» **EXERCISE PASSAGE**
"""
Face mask advocates have an uphill battle. On top of the mixed messaging about wearing masks from politicians, masks can be unpleasant to wear: They can pull behind the ears, irritate sensitive skin, fog up glasses, and get damp from our breath.

Simple messaging

The messages that I got during the HIV and AIDS epidemic were unequivocal: Use a condom every time you have sex, with every partner, until you are in a mutually monogamous relationship and have both been tested. Of course, this is no longer the best message for HIV prevention (we now know more about risk, and there are more treatment and prevention options), but these early messages helped shift long-held ideas about condoms and helped to steadily increase use over the next few decades.

The lack of clear directives about face mask usage have hurt compliance. The CDC has walked back initial suggestions that masks should only be worn by people who were already sick and replaced them with guidelines that leave a lot open to interpretation. In my town in New Jersey, this has led to fierce debates about whether we need to wear a mask when we’re walking the dog or jogging—and publicly shaming those who don’t.

When arguing for face masks, we need to keep our messages simple. Public health messages are nuanced and can change with the arrival of new data, but doesn’t translate well during a crisis (or on social media).

People need to see clear numbers. My favorite statistic from early HIV research found that using a condom reduces the risk of exposure by 10,000 times.

We’re still in the early days of research on the impact of face mask use on COVID-19 spread, but we can get ahead of the confusion by using straightforward messages and easy visuals whenever possible. And as tempting as it is to berate people for daring to step off their property without a mask, we need to remember that shame hasn’t exactly been effective in motivating people to wear condoms. As infectious disease epidemiologist Julia Marcus pointed out in her recent article for the Atlantic, abstinence-only sex education and shaming do not eliminate risky behavior and can backfire.
"""
» **GIVEN ENTRIES**
"""
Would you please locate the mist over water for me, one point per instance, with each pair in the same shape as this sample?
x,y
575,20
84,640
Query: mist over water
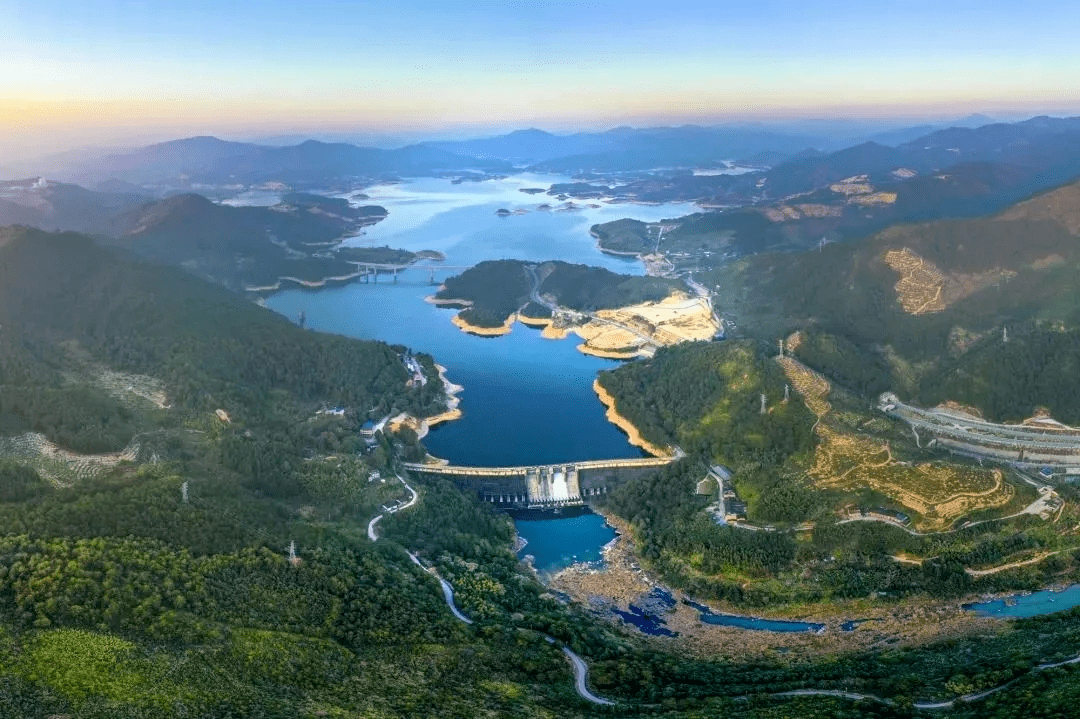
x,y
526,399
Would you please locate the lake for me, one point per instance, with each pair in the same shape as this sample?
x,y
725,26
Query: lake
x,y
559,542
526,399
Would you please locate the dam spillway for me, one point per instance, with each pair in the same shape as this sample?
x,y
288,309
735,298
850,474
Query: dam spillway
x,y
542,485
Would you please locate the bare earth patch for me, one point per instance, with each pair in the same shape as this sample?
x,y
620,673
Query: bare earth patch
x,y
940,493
"""
"""
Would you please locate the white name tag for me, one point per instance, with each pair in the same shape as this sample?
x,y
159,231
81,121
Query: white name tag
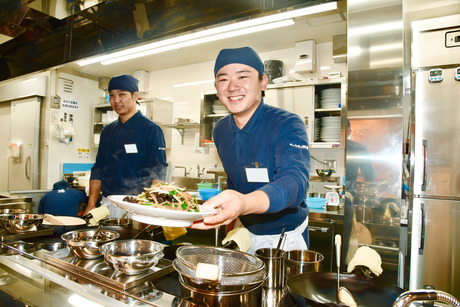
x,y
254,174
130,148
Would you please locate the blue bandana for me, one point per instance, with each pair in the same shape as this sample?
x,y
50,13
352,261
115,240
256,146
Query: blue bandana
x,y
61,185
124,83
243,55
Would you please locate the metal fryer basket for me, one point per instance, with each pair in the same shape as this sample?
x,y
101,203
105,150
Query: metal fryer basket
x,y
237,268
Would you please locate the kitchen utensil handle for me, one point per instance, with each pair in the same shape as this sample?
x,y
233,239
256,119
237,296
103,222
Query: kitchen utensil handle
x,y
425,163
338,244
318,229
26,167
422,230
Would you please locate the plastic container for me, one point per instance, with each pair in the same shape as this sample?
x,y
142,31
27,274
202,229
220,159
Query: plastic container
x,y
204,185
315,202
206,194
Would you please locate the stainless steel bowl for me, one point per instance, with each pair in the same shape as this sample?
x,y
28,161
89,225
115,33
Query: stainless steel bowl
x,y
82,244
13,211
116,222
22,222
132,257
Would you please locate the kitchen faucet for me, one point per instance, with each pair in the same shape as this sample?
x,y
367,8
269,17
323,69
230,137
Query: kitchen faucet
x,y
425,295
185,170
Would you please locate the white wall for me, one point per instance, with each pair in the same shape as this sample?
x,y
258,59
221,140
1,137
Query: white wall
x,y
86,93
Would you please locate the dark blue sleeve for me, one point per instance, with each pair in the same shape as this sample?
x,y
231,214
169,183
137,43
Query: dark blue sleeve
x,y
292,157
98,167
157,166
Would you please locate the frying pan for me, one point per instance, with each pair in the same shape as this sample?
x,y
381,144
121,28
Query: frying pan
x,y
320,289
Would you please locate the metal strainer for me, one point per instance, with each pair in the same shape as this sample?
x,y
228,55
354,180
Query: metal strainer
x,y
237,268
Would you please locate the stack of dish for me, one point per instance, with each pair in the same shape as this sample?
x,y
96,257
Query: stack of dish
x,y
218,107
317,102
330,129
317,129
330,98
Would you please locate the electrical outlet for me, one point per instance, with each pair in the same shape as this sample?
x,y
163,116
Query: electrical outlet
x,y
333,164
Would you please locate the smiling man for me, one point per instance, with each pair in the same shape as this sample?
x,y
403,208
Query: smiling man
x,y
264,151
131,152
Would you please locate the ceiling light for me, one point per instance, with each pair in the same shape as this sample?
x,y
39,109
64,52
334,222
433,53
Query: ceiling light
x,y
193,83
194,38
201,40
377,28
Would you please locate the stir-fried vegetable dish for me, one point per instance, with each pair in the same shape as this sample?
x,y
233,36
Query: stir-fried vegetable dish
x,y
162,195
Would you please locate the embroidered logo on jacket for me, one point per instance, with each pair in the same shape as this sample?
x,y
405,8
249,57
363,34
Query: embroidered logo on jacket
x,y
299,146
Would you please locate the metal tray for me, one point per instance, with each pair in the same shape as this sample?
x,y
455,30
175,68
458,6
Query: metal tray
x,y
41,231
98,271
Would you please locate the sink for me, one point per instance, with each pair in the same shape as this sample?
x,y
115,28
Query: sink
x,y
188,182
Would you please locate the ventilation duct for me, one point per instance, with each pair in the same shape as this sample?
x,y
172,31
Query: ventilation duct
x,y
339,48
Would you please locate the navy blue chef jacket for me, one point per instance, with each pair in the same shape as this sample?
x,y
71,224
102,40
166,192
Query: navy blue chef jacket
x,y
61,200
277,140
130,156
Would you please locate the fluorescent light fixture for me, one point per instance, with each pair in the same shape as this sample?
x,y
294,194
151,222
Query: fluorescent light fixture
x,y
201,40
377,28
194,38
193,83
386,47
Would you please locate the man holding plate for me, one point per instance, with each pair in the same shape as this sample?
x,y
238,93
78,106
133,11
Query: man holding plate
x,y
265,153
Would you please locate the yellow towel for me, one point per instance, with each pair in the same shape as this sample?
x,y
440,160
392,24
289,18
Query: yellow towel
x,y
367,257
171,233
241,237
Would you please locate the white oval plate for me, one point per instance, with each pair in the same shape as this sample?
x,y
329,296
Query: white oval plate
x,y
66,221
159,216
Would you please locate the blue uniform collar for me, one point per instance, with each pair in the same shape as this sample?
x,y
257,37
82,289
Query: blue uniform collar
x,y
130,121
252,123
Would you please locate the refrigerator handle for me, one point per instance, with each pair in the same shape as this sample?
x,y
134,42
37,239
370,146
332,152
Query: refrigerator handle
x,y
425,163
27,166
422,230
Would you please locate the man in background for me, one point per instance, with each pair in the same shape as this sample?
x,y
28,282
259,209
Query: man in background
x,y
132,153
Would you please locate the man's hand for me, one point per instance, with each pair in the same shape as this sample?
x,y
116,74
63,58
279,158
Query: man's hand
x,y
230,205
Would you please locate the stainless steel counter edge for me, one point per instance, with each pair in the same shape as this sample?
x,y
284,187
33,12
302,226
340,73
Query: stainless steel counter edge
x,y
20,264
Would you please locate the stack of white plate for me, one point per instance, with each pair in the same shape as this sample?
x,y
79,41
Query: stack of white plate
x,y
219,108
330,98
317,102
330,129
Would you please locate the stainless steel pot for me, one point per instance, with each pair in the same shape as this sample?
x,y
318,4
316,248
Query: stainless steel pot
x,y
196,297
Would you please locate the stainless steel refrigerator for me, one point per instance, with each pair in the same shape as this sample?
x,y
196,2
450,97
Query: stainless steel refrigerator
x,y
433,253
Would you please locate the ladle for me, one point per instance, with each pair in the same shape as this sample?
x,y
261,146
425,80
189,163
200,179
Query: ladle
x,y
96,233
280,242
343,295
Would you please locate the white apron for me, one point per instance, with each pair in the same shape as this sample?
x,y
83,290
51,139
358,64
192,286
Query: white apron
"""
» **INSTRUCTIONS TO FOLLOW**
Reproduce word for word the stretch of the face mask passage from "We’re still in" through "and can backfire.". Draw only on the face mask passage, not on the records.

» **RESPONSE BELOW**
We’re still in the early days of research on the impact of face mask use on COVID-19 spread, but we can get ahead of the confusion by using straightforward messages and easy visuals whenever possible. And as tempting as it is to berate people for daring to step off their property without a mask, we need to remember that shame hasn’t exactly been effective in motivating people to wear condoms. As infectious disease epidemiologist Julia Marcus pointed out in her recent article for the Atlantic, abstinence-only sex education and shaming do not eliminate risky behavior and can backfire.